=== Exercise passage ===
Hutias were traditionally hunted for food in Cuba as their flesh was agreeable and their size meant they provided a substantial meal. The Wild Animals Protection Act of 1968 made it illegal to hunt or kill hutias without a permit from the Ministry of Agriculture and Fisheries. In some areas they are so abundant that they cause damage to crops and are viewed as a pest.

==Taxonomy==
The genus name Capromys derives from the two ancient greek words κάπρος, meaning "pig, boar", and μῦς, meaning "mouse, rat".

First described by Pallas in 1788 as Mys pilorides, it was later noted that Desmarest's hutia did not belong in that genus, and it was placed in the genus Capromys by Tate in 1935. Five extant subspecies are recorded: ciprianoi, doceleguas, gundlachianus, pilorides, and relictus. Studies have so far shown no genetic differences between the two subspecies ciprianoi and relictus found on Isla de la Juventud, but a 5% sequence deviation by gundlachianus found on Cayo Fragoso. The common name, Desmarest's hutia, is for Anselme Gaëtan Desmarest who described the species in 1822 with the synonym fourniere.

The extinct subspecies C. p. lewisi from the Cayman Islands is known from abundant subfossil material. It is close to the common Cuban Capromys pilorides, but smaller. The earliest radiocarbon records are latest Pleistocene and the latest are from around 1600 CE.

==Phylogeny==
Within Capromyidae, the closest relatives of Capromys are the genera Mesocapromys and Mysateles. The three genera are the sister group to Geocapromys, and these four taxa belong to the tribe Capromyini. In turn, this clade is the sister group to Plagiodontia.

=== Data provided ===
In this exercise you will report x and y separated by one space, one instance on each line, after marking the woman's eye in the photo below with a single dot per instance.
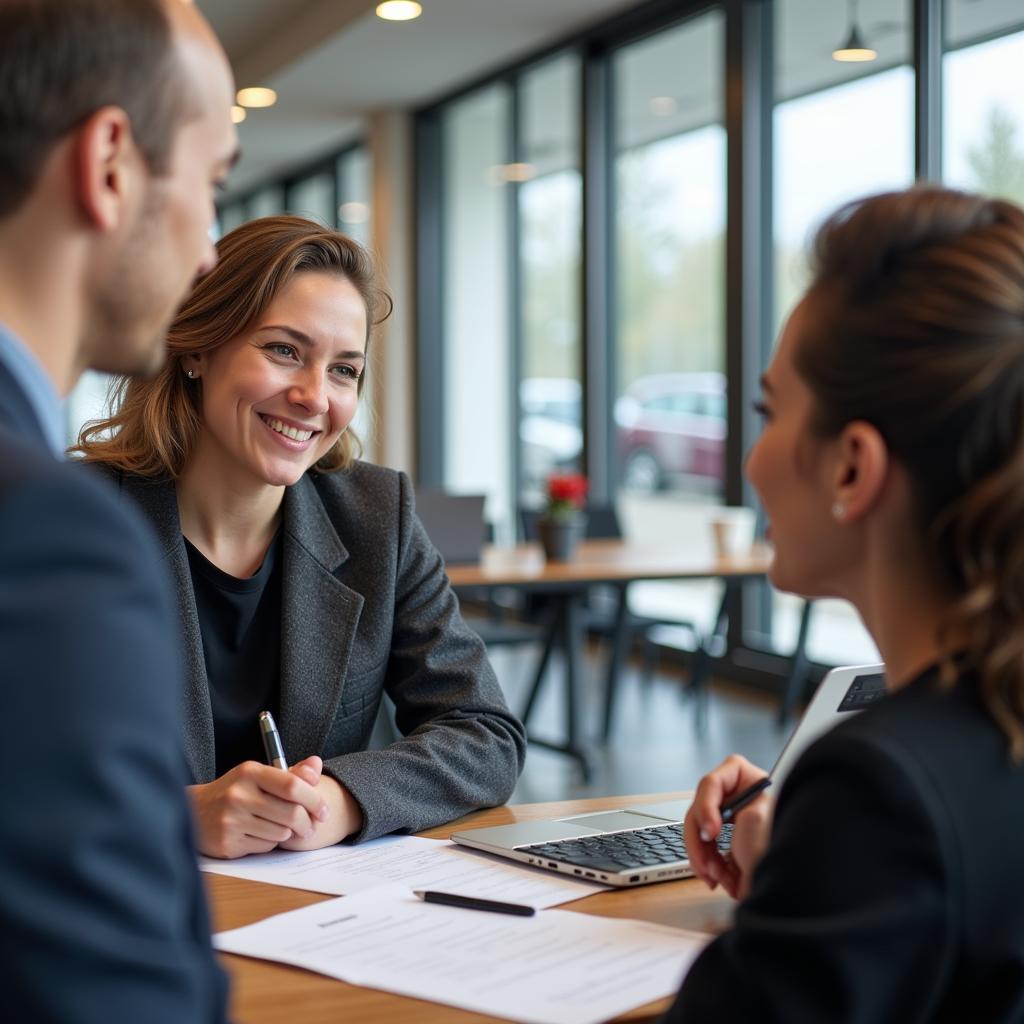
280 348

=== Try it ===
Edit the stretch of the passage on hutias from "Hutias were traditionally" through "viewed as a pest.", putting "hearty" in place of "substantial". Use only the passage on hutias, not the data.

=== Result ===
Hutias were traditionally hunted for food in Cuba as their flesh was agreeable and their size meant they provided a hearty meal. The Wild Animals Protection Act of 1968 made it illegal to hunt or kill hutias without a permit from the Ministry of Agriculture and Fisheries. In some areas they are so abundant that they cause damage to crops and are viewed as a pest.